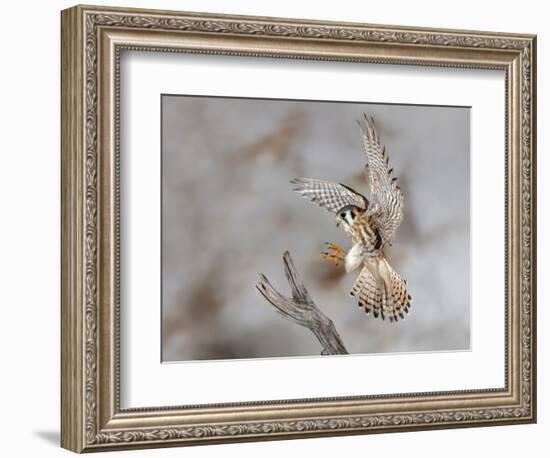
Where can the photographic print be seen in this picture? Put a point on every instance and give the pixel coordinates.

...

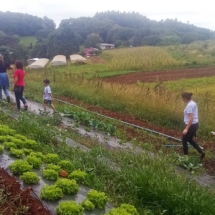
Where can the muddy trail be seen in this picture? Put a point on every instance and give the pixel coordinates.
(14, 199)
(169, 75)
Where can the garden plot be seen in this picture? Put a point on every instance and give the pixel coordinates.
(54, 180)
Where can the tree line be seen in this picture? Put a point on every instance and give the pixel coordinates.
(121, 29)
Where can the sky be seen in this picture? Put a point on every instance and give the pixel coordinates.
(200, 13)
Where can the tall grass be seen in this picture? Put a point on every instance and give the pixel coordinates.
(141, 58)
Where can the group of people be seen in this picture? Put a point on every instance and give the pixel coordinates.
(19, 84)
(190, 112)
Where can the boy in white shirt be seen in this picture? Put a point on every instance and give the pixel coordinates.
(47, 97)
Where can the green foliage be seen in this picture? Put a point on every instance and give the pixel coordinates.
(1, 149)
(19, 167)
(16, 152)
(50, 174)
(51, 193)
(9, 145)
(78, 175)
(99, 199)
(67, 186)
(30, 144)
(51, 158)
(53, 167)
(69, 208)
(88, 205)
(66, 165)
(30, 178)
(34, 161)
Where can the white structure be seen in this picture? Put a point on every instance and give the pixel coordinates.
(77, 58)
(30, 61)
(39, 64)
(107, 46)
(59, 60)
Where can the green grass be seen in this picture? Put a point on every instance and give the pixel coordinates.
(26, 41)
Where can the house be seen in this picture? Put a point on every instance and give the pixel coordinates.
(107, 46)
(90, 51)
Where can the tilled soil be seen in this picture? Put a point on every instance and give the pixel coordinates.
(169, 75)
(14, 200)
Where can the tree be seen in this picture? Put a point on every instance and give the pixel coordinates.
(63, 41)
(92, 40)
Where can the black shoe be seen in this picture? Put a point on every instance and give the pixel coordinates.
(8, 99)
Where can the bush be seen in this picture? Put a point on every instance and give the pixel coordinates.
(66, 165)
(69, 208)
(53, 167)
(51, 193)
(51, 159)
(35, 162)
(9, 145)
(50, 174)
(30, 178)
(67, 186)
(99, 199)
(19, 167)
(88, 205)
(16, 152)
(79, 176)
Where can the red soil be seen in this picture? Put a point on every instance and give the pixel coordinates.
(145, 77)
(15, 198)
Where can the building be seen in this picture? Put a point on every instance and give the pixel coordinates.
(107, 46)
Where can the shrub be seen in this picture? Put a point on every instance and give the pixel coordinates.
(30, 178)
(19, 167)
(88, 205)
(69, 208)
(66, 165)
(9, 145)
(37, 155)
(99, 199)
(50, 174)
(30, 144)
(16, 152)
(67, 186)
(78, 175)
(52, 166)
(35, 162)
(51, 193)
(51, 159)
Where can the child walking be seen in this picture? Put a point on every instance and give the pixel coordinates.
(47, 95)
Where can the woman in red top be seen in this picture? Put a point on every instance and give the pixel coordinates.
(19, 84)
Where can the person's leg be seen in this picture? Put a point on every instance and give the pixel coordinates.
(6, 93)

---

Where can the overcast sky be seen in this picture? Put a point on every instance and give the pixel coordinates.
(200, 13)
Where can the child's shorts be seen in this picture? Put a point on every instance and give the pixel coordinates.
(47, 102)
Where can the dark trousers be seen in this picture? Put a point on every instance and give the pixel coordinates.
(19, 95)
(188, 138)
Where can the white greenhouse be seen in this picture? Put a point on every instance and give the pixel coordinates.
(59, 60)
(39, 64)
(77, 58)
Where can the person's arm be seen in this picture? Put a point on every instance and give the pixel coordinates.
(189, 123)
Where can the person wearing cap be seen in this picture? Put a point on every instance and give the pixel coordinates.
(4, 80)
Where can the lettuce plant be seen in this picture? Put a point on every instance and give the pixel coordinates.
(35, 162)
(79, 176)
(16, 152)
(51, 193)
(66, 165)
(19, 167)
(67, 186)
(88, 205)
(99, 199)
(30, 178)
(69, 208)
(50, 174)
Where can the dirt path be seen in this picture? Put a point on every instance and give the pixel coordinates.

## Instructions to follow
Please pick out each line in the items above that contains the word "soil", and copy those lines.

## Result for this task
Where can the tilled soil be seen in this picture? Put a point on every instance and give the pixel coordinates.
Where can the red soil be seen in this picture? Put a point on every instance and give the pixel coordinates.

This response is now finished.